-- Begin Extracted information --

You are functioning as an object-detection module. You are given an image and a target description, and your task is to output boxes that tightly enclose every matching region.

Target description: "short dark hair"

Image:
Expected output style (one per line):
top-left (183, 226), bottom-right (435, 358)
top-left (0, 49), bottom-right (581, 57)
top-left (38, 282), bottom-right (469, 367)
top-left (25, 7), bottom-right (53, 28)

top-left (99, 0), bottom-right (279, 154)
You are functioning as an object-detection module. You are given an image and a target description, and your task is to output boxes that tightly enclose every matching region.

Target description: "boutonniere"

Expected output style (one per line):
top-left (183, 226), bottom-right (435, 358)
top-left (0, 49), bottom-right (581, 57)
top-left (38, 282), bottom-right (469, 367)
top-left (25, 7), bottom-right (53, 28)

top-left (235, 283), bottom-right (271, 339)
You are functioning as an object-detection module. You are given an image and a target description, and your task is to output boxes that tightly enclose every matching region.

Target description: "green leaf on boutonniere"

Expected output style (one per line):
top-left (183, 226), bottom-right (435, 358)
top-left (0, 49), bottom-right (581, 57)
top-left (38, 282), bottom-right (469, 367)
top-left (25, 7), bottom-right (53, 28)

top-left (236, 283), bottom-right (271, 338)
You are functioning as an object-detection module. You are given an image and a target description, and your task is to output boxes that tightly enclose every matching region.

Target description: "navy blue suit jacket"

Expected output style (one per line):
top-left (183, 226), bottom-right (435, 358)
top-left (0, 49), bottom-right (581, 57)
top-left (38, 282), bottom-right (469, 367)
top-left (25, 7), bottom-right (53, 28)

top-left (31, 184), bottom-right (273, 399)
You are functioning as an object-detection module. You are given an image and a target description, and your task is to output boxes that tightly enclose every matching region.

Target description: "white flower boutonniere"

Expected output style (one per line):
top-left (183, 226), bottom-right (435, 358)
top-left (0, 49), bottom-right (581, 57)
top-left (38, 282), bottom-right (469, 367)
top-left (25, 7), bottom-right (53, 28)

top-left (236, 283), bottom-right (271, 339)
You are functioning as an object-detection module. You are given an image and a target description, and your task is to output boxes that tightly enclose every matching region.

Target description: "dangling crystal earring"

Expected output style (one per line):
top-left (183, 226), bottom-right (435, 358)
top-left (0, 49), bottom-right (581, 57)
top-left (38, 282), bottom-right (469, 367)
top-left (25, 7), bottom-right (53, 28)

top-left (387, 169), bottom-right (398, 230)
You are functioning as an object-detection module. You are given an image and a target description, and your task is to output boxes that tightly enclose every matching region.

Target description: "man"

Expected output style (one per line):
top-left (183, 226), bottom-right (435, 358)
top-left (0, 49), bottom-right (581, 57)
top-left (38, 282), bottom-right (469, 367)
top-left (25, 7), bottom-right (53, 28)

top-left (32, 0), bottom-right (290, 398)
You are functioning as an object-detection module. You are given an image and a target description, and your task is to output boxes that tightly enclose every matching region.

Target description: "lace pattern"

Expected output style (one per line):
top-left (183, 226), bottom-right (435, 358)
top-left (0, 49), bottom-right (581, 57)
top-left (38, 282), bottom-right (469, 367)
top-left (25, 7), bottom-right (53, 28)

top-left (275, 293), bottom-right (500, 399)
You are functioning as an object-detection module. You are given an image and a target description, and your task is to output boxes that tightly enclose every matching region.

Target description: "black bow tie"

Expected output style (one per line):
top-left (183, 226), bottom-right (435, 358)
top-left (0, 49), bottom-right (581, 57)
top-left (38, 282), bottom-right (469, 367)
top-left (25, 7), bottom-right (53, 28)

-- End Extracted information --

Rewrite all of the material above, replacing "object-detection module" with "region locator" every time it appears and leaving everything else unchanged.

You are functioning as an region locator. You are given an image and a target description, and your task is to output boxes that tightly enclose every matching region.

Target description: "short dark hair"

Image:
Expected output style (one per line):
top-left (183, 226), bottom-right (435, 358)
top-left (0, 49), bottom-right (581, 57)
top-left (38, 282), bottom-right (469, 367)
top-left (25, 7), bottom-right (53, 28)

top-left (99, 0), bottom-right (279, 154)
You are functioning as an region locator. You are given an image and a target description, and your task is to output boxes that tightly enclose every matching region.

Target description: "boutonniere"

Expected output style (one per line):
top-left (183, 226), bottom-right (435, 358)
top-left (0, 49), bottom-right (581, 57)
top-left (38, 282), bottom-right (469, 367)
top-left (25, 7), bottom-right (53, 28)

top-left (235, 283), bottom-right (271, 339)
You are functioning as an region locator. You are given an image and a target description, and your task is to output boxes that tightly enclose every matching region.

Target description: "green leaf on boutonniere"

Expected output style (one per line):
top-left (183, 226), bottom-right (435, 358)
top-left (0, 49), bottom-right (581, 57)
top-left (38, 282), bottom-right (469, 367)
top-left (25, 7), bottom-right (53, 28)

top-left (236, 283), bottom-right (271, 338)
You are functioning as an region locator. You are given an image and a target description, and your task is to output boxes that tightly enclose every matching region.

Target description: "navy blue suit jacket"

Expected output style (one per line):
top-left (183, 226), bottom-right (435, 358)
top-left (0, 49), bottom-right (581, 57)
top-left (38, 282), bottom-right (469, 367)
top-left (25, 7), bottom-right (53, 28)

top-left (31, 184), bottom-right (273, 399)
You are functioning as an region locator. You are given an image and a target description, and your task is to output boxes that tightly enclose every matching region.

Target description: "white flower boutonniere"

Expected output style (one per line):
top-left (183, 226), bottom-right (435, 358)
top-left (0, 49), bottom-right (581, 57)
top-left (38, 282), bottom-right (469, 367)
top-left (25, 7), bottom-right (53, 28)

top-left (236, 283), bottom-right (271, 339)
You are functioning as an region locator. You are given an image and a target description, and your task is to output boxes that tightly enclose every matching region.

Target description: "dangling crystal earring"

Expected output style (one per line):
top-left (183, 226), bottom-right (435, 358)
top-left (0, 49), bottom-right (581, 57)
top-left (38, 282), bottom-right (469, 367)
top-left (25, 7), bottom-right (53, 28)

top-left (387, 169), bottom-right (398, 230)
You are functioning as an region locator. You are given an image and a target description, and your task is to output boxes that tightly enclose every matching region.

Target description: "man"

Expected output style (one per line):
top-left (183, 226), bottom-right (435, 358)
top-left (0, 49), bottom-right (581, 57)
top-left (38, 282), bottom-right (469, 367)
top-left (25, 7), bottom-right (53, 28)

top-left (32, 0), bottom-right (290, 398)
You are functioning as an region locator. You are given an image and a target description, and your task is to output boxes that tightly enclose every matching region.

Target description: "lace pattern"

Expected output style (one per line):
top-left (183, 226), bottom-right (435, 358)
top-left (0, 49), bottom-right (581, 57)
top-left (38, 282), bottom-right (469, 367)
top-left (25, 7), bottom-right (53, 28)

top-left (275, 293), bottom-right (500, 399)
You are functioning as an region locator. You are given an image and a target description, and your task is to output boxes that tightly enclose every matching region.

Target description: "black bow tie"

Expected output style (one per line):
top-left (183, 226), bottom-right (435, 358)
top-left (0, 49), bottom-right (581, 57)
top-left (38, 282), bottom-right (469, 367)
top-left (25, 7), bottom-right (53, 28)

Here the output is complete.